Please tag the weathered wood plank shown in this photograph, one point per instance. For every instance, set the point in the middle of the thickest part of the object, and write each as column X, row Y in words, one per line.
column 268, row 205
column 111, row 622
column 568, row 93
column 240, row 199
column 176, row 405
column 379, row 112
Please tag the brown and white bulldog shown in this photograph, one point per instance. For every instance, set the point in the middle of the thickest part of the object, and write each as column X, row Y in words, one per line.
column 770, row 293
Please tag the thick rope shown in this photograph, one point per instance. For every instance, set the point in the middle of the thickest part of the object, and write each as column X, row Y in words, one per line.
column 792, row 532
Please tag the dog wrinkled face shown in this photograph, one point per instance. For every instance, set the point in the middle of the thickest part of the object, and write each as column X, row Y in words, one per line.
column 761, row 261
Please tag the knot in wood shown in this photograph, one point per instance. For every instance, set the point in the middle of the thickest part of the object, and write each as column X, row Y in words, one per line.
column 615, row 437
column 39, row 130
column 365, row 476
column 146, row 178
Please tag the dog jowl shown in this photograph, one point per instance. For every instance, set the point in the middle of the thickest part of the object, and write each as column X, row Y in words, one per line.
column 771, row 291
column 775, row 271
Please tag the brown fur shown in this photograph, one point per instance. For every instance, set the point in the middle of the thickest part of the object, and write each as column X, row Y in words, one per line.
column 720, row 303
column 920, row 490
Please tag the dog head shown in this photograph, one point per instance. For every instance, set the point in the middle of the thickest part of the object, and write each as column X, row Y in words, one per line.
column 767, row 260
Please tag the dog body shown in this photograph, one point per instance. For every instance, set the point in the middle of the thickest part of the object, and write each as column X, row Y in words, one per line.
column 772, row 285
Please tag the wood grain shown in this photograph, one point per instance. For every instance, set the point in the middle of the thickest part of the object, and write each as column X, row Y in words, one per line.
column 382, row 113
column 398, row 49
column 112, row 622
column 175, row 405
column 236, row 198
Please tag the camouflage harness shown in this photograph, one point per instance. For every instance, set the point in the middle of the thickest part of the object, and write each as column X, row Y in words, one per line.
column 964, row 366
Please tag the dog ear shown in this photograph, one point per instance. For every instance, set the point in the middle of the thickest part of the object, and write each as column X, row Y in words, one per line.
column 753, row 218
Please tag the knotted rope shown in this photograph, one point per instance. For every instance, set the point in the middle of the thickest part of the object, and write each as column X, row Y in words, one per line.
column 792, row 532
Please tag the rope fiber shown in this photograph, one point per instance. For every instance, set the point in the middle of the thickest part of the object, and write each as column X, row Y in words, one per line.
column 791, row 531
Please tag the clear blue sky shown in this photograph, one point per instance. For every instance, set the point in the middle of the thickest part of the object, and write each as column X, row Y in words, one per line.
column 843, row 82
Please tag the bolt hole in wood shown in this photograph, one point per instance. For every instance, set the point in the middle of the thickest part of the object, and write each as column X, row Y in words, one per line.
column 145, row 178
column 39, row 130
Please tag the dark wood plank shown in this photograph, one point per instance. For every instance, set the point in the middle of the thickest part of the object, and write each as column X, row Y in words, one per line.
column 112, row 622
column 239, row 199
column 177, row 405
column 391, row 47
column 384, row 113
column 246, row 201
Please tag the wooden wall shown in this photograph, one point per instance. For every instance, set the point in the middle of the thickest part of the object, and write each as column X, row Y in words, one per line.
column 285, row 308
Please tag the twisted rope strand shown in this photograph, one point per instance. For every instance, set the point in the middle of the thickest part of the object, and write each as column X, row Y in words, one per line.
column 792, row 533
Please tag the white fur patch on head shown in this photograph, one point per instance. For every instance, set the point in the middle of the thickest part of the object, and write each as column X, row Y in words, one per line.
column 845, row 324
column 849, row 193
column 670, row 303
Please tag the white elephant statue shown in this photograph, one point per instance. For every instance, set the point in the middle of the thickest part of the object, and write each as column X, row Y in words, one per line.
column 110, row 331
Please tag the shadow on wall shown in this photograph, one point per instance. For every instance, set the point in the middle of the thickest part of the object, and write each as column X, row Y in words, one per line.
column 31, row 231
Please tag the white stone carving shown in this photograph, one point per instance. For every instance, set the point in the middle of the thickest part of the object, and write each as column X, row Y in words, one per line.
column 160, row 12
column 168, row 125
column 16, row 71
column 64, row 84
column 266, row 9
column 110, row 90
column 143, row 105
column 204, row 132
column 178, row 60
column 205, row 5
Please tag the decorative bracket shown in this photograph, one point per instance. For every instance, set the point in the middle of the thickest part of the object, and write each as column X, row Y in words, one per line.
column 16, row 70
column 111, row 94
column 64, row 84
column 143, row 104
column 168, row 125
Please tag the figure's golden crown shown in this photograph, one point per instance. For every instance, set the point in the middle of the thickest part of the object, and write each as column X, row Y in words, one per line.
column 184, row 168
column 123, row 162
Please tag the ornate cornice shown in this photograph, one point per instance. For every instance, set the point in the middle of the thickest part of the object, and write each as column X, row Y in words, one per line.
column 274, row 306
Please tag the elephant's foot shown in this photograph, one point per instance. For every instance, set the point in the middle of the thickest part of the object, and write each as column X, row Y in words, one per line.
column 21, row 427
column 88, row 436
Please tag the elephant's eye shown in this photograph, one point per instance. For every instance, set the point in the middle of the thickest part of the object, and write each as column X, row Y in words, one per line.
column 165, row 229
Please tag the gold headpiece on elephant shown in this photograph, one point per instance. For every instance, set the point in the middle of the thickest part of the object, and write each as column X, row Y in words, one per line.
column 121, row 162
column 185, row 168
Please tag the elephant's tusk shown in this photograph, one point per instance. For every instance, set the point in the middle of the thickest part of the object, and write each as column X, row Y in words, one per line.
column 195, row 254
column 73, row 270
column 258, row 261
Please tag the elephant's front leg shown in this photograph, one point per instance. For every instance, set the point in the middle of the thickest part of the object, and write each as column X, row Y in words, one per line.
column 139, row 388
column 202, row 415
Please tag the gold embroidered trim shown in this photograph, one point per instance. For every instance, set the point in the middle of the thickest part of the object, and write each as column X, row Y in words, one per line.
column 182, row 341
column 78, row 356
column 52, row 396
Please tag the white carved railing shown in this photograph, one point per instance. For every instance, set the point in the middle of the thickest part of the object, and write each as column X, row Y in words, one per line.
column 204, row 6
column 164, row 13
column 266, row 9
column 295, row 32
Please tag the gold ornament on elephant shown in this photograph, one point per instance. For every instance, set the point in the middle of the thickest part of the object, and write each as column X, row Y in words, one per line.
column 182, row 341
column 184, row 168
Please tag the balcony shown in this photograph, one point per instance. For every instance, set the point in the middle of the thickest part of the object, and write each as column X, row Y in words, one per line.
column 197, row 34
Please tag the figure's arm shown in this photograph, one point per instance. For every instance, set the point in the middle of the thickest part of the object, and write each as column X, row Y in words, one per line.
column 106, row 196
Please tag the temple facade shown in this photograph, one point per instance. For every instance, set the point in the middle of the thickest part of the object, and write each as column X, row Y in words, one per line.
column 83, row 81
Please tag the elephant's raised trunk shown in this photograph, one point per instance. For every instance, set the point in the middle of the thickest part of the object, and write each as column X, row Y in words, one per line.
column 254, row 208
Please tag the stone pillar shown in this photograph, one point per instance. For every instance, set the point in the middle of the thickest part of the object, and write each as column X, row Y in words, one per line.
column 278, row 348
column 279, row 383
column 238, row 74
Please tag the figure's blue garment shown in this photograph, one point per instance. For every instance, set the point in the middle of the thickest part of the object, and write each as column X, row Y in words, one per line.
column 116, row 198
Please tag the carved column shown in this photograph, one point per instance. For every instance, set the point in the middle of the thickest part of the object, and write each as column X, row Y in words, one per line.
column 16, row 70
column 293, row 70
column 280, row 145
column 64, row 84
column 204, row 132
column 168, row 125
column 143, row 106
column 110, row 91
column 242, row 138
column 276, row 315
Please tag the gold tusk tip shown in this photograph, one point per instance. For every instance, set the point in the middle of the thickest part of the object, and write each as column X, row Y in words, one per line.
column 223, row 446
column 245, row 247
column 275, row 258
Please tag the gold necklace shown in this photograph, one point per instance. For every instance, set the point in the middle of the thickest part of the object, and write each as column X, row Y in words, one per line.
==============================
Your goal.
All lines from the one with "Please tag the gold tusk" through the final line above are to be quoted exactly; quote no other line.

Reply to the exercise.
Please tag the gold tusk tip shown in this photograph, one point per instance. For every instance, set the point in the middle of the thickest part of the object, and write each as column X, row Y in words, one per line.
column 223, row 446
column 245, row 247
column 275, row 258
Please tag the gold necklace shown in this photograph, one point per instance. For every instance, set the point in the middle of the thickest part of the object, and write each as column X, row Y in words, one per line.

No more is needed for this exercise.